Job: Output the material below as a JSON list of strings, from its start through the line containing "Query: muddy ground", with one string per line and blank lines and pictures left out.

Records of labeled points:
- - - - - - -
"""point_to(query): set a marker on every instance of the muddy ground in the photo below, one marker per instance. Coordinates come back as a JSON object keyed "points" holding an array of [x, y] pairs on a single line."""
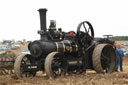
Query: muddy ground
{"points": [[88, 78]]}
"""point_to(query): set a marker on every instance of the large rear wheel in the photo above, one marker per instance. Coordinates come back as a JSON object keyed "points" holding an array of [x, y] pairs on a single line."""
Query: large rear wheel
{"points": [[104, 58]]}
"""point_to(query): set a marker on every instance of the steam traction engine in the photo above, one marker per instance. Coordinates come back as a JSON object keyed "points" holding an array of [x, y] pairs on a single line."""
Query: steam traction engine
- - - - - - -
Complete response:
[
  "\"\"\"point_to(query): set a marker on every instance of the muddy ground in the photo below, one marker per instance. Coordinates come back as a JSON object keyed \"points\" holding an array of [x, y] pairs on a single line.\"\"\"",
  "Query: muddy ground"
]